TEXTAUSZUG
########################################

Vor dem Hintergrund hoher Flüchtlingszahlen wird mit zum Teil komplizierten Begriffen rund um das Thema Asyl und Migration hantiert. Das steckt dahinter:
Asylanträge
Menschen beantragen politisches Asyl, wenn es in ihrer Heimat zu riskant für sie geworden ist. Wer Schutz in Deutschland sucht, meldet sich unter anderem in Aufnahmeeinrichtungen, Ausländerbehörden und Ankunftszentren. Nach dem Rekordjahr 2016 mit fast 750.000 Anträgen gingen die Zahlen zurück.
Zuletzt stiegen sie zunächst wieder: 2022 haben in Deutschland etwa eine viertel Million Menschen einen Asylantrag gestellt, im vergangenen Jahr waren es über 350.000. In diesem Jahr haben bis Ende Mai fast 113.000 Menschen Asyl in Deutschland beantragt - rund 103.000 davon waren Erstanträge. Die meisten Antragsteller stammen derzeit aus den Ländern Syrien, Afghanistan und Türkei. Wer endgültig abgelehnt wird, soll Deutschland in der Regel wieder verlassen.
Es gibt jedoch viele Ausnahmen: So werden Duldungen oder Aufenthaltserlaubnisse erteilt, wenn die Ausreise aus rechtlichen oder tatsächlichen Gründen unmöglich ist, aus familiären Gründen oder im Zusammenhang mit Beschäftigung. Seit Beginn des russischen Angriffskrieges im Februar 2022 sind mehr als eine Million Kriegsflüchtlinge aus der Ukraine nach Deutschland gekommen. Sie müssen wegen besonderer EU-Schutzregelungen in der Regel keinen Asylantrag stellen, ihre Integration in den deutschen Arbeitsmarkt wird angestrebt.
Sichere Herkunftsstaaten
Nach Artikel 16a des Grundgesetzes gelten Länder, in denen «weder politische Verfolgung noch unmenschliche oder erniedrigende Bestrafung oder Behandlung stattfindet», als sichere Herkunftsstaaten. Aktuell gilt das für die Staaten der Europäischen Union, Albanien, Bosnien und Herzegowina, Georgien, Ghana, Kosovo, Nordmazedonien, Montenegro, Moldau, Senegal und Serbien. Die Annahme: Wer aus einem dieser Staaten stammt, dem droht in seiner Heimat kein ernsthafter Schaden. Der Asylantrag wird deshalb in der Regel als offensichtlich unbegründet abgelehnt.

########################################

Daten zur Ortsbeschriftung
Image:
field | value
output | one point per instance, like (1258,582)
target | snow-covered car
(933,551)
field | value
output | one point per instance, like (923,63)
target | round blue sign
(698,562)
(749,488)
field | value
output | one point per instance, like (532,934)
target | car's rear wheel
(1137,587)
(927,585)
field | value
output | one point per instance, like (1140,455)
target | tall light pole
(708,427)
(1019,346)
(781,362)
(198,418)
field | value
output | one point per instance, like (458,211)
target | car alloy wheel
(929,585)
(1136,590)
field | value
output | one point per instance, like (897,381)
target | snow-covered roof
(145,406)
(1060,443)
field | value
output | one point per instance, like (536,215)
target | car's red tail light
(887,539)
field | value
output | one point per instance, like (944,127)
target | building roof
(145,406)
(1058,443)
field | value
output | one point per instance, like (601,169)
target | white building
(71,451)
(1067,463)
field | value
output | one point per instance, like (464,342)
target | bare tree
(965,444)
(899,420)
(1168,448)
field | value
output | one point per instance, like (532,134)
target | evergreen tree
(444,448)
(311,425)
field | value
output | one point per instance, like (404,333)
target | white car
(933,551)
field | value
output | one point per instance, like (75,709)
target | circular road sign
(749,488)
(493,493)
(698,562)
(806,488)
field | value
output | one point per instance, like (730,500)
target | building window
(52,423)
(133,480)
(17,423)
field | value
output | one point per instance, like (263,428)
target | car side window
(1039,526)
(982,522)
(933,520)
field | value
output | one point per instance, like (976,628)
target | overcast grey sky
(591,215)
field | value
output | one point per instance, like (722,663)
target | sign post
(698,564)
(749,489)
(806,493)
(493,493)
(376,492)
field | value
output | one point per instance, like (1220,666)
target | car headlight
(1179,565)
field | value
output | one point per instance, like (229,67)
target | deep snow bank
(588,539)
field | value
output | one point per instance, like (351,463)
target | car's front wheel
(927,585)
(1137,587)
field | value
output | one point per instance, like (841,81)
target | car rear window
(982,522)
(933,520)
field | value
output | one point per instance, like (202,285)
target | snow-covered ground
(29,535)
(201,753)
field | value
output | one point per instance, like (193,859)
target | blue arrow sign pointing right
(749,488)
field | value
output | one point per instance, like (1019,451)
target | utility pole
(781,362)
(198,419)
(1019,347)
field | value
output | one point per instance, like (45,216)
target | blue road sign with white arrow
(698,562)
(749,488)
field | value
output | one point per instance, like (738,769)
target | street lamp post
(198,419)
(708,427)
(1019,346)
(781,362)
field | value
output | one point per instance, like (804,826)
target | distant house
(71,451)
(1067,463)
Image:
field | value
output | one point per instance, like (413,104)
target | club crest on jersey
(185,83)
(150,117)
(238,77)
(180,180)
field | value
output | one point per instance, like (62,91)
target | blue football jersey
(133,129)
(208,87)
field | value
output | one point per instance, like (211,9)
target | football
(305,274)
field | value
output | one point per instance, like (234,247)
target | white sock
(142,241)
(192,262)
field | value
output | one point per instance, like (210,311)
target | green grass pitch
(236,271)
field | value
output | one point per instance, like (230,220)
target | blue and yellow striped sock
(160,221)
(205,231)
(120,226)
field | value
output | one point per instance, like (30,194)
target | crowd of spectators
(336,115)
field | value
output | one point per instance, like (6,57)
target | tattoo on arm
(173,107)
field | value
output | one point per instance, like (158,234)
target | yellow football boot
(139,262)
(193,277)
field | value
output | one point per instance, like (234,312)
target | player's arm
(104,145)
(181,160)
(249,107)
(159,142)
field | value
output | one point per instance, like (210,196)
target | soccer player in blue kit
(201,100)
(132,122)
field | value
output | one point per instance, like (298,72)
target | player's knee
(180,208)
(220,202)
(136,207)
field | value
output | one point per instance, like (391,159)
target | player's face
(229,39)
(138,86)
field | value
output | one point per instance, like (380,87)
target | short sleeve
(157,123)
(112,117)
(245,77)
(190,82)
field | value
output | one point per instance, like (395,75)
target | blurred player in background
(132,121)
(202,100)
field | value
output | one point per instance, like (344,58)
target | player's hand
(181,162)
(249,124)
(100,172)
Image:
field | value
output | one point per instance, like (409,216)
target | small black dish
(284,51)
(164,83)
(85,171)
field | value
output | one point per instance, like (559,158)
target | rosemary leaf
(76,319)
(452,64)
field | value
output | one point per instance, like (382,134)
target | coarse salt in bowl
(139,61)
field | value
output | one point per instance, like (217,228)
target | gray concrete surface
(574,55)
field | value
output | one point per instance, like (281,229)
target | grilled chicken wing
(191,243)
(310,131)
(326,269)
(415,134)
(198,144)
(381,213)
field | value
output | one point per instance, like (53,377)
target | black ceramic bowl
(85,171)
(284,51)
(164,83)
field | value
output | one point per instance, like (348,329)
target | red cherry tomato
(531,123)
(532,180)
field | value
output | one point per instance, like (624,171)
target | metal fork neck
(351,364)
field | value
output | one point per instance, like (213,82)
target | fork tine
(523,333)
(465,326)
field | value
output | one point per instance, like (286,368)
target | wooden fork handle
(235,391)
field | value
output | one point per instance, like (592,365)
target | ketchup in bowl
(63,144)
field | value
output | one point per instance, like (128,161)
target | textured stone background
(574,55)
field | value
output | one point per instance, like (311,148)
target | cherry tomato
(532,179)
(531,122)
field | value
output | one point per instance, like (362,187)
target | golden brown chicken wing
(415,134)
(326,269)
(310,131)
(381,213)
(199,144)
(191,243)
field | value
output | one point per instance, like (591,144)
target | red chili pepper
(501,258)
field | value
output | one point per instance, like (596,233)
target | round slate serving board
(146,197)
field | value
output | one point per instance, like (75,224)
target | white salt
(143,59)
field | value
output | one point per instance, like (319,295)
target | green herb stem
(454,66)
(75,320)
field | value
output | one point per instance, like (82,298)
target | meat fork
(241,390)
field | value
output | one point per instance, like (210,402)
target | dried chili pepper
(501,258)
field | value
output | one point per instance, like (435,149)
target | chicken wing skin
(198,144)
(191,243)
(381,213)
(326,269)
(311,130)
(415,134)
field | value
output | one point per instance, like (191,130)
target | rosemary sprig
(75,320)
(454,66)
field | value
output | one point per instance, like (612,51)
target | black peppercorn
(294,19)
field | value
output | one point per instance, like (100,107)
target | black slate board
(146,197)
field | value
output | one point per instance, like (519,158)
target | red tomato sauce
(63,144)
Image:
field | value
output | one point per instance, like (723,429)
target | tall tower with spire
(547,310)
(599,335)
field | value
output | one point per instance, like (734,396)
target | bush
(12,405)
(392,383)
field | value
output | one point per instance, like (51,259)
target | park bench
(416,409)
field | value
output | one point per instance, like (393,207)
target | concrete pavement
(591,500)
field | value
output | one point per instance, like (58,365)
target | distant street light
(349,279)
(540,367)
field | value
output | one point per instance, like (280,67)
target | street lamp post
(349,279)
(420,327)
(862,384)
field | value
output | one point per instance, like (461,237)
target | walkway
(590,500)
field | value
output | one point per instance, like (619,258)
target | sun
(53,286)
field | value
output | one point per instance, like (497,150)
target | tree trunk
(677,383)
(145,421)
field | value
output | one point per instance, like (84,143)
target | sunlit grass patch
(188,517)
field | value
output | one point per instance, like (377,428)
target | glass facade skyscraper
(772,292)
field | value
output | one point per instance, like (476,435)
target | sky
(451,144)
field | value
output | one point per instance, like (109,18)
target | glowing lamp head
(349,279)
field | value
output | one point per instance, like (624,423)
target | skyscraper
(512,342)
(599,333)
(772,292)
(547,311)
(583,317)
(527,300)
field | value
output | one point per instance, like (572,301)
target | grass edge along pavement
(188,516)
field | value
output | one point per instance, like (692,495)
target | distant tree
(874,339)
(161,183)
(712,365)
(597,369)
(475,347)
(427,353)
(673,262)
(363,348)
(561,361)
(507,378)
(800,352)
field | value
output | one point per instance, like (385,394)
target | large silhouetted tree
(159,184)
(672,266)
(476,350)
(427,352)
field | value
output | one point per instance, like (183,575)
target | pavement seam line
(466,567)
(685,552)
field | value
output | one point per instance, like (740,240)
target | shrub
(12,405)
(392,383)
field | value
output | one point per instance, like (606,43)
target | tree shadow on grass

########################################

ZU LÖSENDE AUFGABE
Nenne anhand des Textauszugs über Asyl und Migration die Zahl der Asylanträge, die im Rekordjahr 2016 gestellt wurden.

ANTWORT ZUR AUFGABE
Im Rekordjahr 2016 wurden fast 750.000 Asylanträge gestellt.